WORK TO DO
Begin at the line that has "locate muddy floodwater" and stop after the line that has "(1119, 349)". Reproduce only those lines of the records, requests included, and increase every x and y coordinate in the answer points by 138.

SUPPLIED DATA
::::::
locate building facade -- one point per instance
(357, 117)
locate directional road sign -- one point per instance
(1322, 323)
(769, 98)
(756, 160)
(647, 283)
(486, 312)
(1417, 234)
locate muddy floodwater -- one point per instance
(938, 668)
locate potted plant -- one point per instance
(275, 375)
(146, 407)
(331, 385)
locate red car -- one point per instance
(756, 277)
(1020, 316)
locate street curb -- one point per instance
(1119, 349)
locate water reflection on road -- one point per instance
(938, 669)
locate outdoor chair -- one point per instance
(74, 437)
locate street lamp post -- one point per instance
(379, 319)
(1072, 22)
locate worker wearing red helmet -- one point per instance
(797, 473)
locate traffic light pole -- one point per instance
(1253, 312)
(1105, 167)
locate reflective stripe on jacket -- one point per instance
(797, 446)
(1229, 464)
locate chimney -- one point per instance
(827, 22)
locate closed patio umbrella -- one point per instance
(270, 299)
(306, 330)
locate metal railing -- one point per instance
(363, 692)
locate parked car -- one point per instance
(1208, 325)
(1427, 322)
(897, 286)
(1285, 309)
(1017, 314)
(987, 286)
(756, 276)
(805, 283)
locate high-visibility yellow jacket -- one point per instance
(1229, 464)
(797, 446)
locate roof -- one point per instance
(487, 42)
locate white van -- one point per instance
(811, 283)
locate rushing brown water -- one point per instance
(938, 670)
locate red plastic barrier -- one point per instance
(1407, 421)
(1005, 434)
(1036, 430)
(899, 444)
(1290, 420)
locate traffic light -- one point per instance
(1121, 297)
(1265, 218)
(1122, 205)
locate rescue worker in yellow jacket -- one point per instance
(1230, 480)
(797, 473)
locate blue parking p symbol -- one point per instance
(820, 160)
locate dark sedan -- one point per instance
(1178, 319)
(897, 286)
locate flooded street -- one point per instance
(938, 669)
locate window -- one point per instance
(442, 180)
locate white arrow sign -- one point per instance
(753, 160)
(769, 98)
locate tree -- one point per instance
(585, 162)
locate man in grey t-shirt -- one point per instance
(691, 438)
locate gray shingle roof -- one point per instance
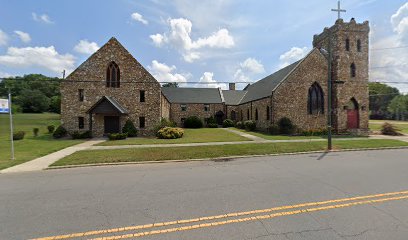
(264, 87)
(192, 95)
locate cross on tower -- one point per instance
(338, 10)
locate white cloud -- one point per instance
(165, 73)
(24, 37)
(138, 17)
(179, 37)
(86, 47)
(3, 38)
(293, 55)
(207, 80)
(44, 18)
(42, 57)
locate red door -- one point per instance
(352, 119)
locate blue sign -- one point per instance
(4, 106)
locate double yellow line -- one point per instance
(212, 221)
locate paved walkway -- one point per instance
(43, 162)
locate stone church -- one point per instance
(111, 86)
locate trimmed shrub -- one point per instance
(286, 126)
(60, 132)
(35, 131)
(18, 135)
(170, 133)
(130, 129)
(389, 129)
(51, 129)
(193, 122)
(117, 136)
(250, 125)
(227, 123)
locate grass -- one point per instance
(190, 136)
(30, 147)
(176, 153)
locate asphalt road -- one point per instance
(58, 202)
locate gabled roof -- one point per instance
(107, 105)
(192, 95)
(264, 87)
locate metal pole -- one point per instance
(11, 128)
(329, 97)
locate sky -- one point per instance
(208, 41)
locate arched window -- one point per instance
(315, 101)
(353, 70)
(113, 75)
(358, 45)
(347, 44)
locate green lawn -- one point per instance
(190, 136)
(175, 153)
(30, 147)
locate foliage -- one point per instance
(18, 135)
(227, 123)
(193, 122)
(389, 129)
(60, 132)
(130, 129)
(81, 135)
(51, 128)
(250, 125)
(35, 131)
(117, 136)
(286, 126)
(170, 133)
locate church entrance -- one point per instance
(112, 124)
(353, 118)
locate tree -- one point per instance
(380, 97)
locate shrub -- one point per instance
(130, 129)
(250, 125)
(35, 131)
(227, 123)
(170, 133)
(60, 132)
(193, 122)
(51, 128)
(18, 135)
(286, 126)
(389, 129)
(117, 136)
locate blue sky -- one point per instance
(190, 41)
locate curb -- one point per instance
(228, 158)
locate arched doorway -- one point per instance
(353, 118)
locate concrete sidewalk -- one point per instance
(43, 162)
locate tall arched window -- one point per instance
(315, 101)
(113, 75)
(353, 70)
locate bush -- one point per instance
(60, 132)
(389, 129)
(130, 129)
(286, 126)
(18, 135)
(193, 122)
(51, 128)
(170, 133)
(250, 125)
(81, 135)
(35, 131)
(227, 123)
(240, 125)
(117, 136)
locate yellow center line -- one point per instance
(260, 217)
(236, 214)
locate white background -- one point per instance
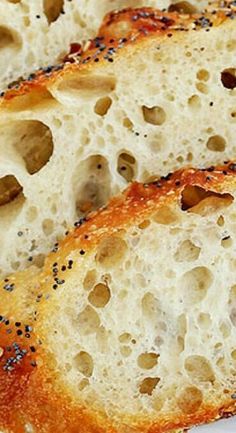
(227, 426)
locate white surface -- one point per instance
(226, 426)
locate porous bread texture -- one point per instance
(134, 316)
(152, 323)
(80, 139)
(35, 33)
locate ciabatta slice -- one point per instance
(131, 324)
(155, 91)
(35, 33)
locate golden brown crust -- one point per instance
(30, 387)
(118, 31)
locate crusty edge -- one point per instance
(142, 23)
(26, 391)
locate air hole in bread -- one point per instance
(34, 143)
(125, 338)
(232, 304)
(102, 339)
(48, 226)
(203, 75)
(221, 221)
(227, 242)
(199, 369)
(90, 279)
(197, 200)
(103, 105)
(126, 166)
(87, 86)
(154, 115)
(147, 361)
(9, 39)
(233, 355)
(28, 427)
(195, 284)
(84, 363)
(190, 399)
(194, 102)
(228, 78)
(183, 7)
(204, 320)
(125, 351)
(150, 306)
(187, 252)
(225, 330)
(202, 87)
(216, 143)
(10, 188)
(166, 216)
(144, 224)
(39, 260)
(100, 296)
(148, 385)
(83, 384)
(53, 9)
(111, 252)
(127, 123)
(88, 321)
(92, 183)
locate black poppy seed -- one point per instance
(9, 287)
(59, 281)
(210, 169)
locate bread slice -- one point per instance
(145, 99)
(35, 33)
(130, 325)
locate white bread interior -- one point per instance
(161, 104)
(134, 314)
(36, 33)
::::::
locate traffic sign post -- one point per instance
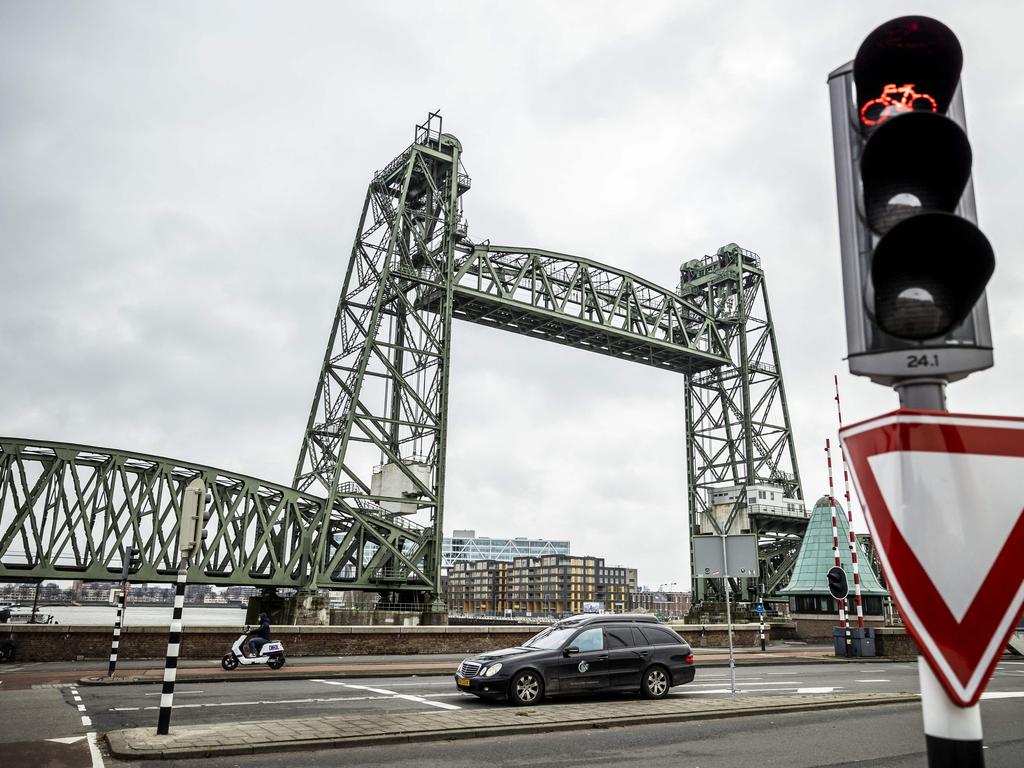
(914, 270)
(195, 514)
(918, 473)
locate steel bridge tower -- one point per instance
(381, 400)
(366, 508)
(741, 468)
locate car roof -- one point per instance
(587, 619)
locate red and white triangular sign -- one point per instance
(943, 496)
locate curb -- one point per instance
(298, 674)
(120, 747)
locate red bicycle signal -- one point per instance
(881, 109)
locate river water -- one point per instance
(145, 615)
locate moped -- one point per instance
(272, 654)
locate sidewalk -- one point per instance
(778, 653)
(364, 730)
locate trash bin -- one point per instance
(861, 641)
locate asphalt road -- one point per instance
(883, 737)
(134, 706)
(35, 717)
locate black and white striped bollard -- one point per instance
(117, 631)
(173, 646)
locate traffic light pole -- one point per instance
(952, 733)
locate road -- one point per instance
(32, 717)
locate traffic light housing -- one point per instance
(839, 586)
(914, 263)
::::::
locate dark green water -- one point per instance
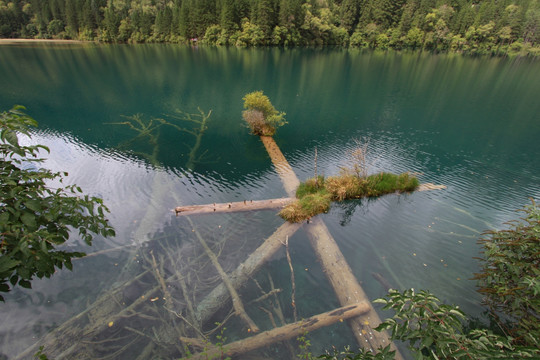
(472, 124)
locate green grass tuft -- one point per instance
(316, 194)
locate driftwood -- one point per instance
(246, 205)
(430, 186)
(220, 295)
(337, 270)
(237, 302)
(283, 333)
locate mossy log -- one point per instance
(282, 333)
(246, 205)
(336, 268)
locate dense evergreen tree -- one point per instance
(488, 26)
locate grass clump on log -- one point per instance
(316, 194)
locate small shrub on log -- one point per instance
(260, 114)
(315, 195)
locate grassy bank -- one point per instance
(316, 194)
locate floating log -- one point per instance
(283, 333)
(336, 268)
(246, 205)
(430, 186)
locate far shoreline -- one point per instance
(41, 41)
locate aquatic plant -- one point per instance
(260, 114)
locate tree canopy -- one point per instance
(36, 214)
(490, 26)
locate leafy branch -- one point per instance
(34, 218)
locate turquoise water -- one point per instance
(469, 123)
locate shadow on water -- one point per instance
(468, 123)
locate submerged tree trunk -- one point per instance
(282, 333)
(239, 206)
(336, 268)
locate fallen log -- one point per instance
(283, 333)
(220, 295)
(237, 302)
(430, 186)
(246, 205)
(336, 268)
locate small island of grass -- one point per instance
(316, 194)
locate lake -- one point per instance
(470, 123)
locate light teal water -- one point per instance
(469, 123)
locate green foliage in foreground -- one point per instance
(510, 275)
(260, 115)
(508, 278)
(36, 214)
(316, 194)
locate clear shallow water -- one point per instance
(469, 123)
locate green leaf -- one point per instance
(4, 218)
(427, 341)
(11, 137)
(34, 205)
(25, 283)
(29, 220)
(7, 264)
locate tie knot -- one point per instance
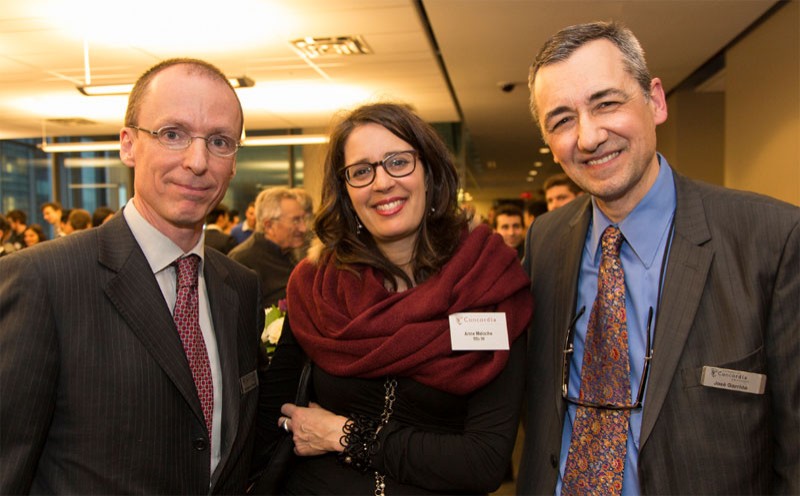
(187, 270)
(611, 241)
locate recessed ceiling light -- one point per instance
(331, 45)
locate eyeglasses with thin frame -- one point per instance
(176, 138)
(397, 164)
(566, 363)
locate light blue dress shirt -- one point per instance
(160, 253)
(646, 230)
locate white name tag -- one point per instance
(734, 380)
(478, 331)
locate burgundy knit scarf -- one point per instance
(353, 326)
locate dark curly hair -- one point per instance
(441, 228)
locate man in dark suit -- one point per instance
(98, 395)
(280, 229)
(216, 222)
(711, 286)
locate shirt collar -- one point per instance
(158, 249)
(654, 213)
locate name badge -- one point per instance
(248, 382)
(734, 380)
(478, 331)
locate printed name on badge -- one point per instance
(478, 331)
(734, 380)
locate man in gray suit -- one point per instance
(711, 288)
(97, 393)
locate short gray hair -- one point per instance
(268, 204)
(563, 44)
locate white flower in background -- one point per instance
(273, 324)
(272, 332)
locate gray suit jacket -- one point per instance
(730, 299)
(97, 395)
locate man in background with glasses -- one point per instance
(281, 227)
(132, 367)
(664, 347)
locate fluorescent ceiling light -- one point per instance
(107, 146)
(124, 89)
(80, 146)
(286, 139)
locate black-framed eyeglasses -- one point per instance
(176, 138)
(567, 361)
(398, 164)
::::::
WRITTEN SOLUTION
locate muddy floodwater -- one point per instance
(1076, 806)
locate potted plant -- one point per instance
(413, 513)
(284, 545)
(469, 523)
locate red car -- one point per instance
(894, 415)
(1158, 454)
locate street curb -- one point per instance
(1257, 487)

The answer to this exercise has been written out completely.